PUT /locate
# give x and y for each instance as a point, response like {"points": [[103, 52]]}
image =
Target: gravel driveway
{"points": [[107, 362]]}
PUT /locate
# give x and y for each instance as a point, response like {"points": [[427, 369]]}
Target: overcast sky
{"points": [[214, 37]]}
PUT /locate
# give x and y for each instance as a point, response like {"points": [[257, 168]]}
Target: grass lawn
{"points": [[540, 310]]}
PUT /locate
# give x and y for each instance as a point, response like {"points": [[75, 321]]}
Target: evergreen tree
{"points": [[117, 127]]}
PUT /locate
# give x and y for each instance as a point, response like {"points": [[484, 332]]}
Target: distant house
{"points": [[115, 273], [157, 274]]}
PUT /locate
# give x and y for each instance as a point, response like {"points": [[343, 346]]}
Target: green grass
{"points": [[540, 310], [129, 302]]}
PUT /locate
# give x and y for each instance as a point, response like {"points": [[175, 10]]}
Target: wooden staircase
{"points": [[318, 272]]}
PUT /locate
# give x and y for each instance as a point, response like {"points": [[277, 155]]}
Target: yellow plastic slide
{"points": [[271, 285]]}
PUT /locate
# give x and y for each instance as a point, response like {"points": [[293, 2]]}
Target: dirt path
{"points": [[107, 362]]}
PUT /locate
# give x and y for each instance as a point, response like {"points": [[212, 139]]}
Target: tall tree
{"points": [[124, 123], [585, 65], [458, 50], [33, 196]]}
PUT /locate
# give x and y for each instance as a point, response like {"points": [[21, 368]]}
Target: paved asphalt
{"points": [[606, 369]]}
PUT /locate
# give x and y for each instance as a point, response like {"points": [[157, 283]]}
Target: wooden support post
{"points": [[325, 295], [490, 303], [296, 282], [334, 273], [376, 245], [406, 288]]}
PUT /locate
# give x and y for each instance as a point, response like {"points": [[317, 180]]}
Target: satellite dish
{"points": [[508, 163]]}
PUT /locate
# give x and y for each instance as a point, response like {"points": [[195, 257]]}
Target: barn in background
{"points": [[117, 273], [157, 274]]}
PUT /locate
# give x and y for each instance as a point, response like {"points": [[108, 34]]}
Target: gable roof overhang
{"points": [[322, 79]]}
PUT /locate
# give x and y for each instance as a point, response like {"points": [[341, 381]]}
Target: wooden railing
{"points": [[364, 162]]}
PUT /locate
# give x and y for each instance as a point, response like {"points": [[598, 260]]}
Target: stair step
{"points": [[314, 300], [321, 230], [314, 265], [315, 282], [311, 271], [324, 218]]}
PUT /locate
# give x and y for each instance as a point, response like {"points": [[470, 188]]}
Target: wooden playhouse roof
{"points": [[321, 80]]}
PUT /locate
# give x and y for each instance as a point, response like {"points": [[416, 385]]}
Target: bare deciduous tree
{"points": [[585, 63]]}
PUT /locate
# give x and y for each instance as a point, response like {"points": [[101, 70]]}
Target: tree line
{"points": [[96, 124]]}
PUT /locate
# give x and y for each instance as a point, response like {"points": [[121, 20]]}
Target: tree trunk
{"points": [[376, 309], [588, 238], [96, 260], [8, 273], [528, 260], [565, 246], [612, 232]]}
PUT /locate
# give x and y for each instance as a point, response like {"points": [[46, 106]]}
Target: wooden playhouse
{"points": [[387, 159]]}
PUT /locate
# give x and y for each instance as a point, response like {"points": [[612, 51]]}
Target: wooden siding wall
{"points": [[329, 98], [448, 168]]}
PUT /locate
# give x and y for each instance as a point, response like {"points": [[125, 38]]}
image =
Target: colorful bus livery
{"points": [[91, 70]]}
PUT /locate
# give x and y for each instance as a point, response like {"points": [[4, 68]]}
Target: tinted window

********************

Transcribe each entry precisely, missing none.

> _Full output_
PUT /locate
# give x and y for each instance as a point, response like {"points": [[103, 52]]}
image =
Target: gravel driveway
{"points": [[107, 362]]}
PUT /locate
# give x and y for each instance as a point, response like {"points": [[427, 369]]}
Target: overcast sky
{"points": [[214, 37]]}
PUT /locate
# give x and y for each instance as a point, response like {"points": [[257, 168]]}
Target: grass lawn
{"points": [[540, 310]]}
PUT /locate
# give x and y for each instance as a point, response like {"points": [[75, 321]]}
Target: evergreen tree
{"points": [[117, 127]]}
PUT /locate
# give x and y for each instance as a point, response like {"points": [[484, 332]]}
Target: distant house
{"points": [[115, 273], [157, 274]]}
PUT /locate
# give x and y for each instance as a point, response like {"points": [[343, 346]]}
Target: green grass
{"points": [[540, 310], [129, 302]]}
PUT /locate
# give x and y for each instance as a point, response like {"points": [[175, 10]]}
Target: wooden staircase
{"points": [[318, 272]]}
PUT /locate
# give x and y for each instance as a point, response like {"points": [[277, 155]]}
Target: yellow plastic slide
{"points": [[271, 285]]}
PUT /locate
# give x and y for each instance as a point, response like {"points": [[293, 2]]}
Target: dirt path
{"points": [[107, 362]]}
PUT /locate
# give x and y for each instance as a point, response like {"points": [[212, 139]]}
Target: tall tree
{"points": [[124, 123], [585, 65], [458, 50], [33, 196]]}
PUT /locate
# give x and y for each instance as a point, response like {"points": [[21, 368]]}
Target: paved asphalt
{"points": [[606, 369]]}
PUT /locate
# give x and y for each instance as a point, response like {"points": [[157, 283]]}
Target: wooden support post
{"points": [[325, 295], [490, 303], [296, 282], [334, 273], [376, 245], [406, 288]]}
PUT /locate
# give x and y for each instance as a point, response like {"points": [[317, 180]]}
Target: satellite dish
{"points": [[508, 163]]}
PUT /locate
# give x and y for each instance as a point, response like {"points": [[195, 257]]}
Target: barn in background
{"points": [[117, 273], [157, 274]]}
PUT /locate
# give x and y for each instance as a point, response like {"points": [[108, 34]]}
Target: gable roof overhang
{"points": [[322, 79]]}
PUT /locate
# give x and y for each instance as a point, response like {"points": [[341, 381]]}
Target: wooden railing
{"points": [[364, 162]]}
PUT /locate
# give x and y for each instance as a point, response like {"points": [[598, 260]]}
Target: stair step
{"points": [[314, 300], [321, 230], [314, 265], [315, 282], [311, 271], [324, 218]]}
PUT /locate
# give x and y for each instance as a point, response like {"points": [[470, 188]]}
Target: wooden playhouse roof
{"points": [[321, 80]]}
PUT /locate
# give x and y for each instance as a point, response like {"points": [[416, 385]]}
Target: bare deciduous tree
{"points": [[585, 63]]}
PUT /locate
# give x and y for each instance as a point, response like {"points": [[101, 70]]}
Target: tree line
{"points": [[96, 124]]}
PUT /locate
# give x and y for each instance as a point, response like {"points": [[121, 20]]}
Target: tree trunk
{"points": [[376, 309], [588, 238], [96, 260], [8, 273], [528, 260], [565, 246], [612, 232]]}
PUT /locate
# give x and y for each instance as a point, response like {"points": [[46, 106]]}
Target: wooden playhouse
{"points": [[387, 159]]}
PUT /locate
# give x and y for each instance as a point, response like {"points": [[612, 51]]}
Target: wooden siding wall
{"points": [[329, 98], [448, 168]]}
PUT /locate
# give x and y for each instance as a point, response like {"points": [[125, 38]]}
image =
Target: colorful bus livery
{"points": [[91, 70]]}
PUT /locate
# give x and y for each instance as a point, response like {"points": [[4, 68]]}
Target: tinted window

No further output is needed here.